Sí. Probablemente nos lo hayamos merecido. Quizá debiéramos cargar sin rechistar con nuestra culpa ancestral, de la que los grandes libros fundacionales (Biblia, Corán) constituyen la mejor prueba. En el principio era el Verbo que creó al hombre inocente y a la mujer traidora y ambiciosa que le llevó a la perdición. Pero, con todo y eso, no puedo evitar que me llame la atención la imagen que de nosotros –de los culpables– ofrecen los anuncios, especialmente los que aparecen en televisión. A juzgar por lo que nos muestran, nosotros, que nos creíamos dioses, somos simplemente patéticos. Un atajo de individuos torpes, incapaces de manifestar sus sentimientos, cumplir con las obligaciones de un trabajo o mantener una relación satisfactoria. Seamos padres, amigos, colegas o amantes, somos irrisorios. En el mejor de los casos –y siempre que seamos jóvenes, con los abdominales bien marcados y las mandíbulas cinceladas como las de los héroes nazis de Arno Breker o los estalinistas de Vera Mujina–, servimos como meros instrumentos de entretenimiento: reposo de guerreras, consoladores orgánicos con voz, accesorios deportivos, simpáticos peleles serviciales. Hace poco, en un anuncio de jeans de la firma Lee, el pie de una mujer enfundado en una bota provista de afiladísimo tacón de aguja aplastaba el trasero de un hombre desnudo tendido en el suelo. Por fin el enemigo de género mordía el polvo.

————————

CONSIGNA 1. Según el texto sobre la imagen de los hombres en los anuncios, ¿de qué firma era el anuncio de jeans mencionado?

DATOS DE ENTRADA.
————————

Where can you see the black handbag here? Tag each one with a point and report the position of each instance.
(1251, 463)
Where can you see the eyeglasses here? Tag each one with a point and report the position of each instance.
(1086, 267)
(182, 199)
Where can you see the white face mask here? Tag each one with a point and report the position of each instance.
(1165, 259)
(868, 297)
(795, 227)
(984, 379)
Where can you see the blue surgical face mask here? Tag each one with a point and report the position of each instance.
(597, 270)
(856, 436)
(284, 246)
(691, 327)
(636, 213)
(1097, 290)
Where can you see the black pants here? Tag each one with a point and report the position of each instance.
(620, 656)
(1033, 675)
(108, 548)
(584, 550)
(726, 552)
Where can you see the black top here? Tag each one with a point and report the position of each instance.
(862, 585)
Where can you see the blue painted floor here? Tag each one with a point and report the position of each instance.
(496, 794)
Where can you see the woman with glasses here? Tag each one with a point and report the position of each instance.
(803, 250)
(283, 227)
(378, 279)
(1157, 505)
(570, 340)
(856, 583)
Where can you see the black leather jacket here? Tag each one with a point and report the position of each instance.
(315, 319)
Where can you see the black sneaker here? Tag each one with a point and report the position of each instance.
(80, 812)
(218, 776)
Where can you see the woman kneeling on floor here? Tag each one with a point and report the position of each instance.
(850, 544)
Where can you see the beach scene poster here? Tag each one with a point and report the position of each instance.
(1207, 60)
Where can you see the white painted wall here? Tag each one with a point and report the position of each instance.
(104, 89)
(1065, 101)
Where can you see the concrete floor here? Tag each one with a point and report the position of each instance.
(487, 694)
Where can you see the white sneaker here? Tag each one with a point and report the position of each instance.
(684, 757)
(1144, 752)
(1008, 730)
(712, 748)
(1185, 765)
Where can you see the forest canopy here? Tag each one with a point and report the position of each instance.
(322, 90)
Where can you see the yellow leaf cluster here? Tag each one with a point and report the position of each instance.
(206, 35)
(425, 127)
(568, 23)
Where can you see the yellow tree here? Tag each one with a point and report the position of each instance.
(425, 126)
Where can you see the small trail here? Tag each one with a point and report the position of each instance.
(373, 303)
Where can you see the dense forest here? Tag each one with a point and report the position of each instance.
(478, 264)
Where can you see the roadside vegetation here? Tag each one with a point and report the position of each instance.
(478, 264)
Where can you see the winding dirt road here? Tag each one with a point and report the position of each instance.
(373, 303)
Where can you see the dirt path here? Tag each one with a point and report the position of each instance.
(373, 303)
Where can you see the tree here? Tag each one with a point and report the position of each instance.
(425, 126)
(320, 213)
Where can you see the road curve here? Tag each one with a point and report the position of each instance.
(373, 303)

————————

CONSIGNA 2. Vuelve a escribir las líneas de los registros que empiezan en la que contiene "Where can you see the tree" y terminan al final de los registros, con ambos extremos incluidos.

RESPUESTA CORRECTA 1. De la firma Lee.

RESPUESTA CORRECTA 2.
Where can you see the tree here? Tag each one with a point and report the position of each instance.
(425, 126)
(320, 213)
Where can you see the road curve here? Tag each one with a point and report the position of each instance.
(373, 303)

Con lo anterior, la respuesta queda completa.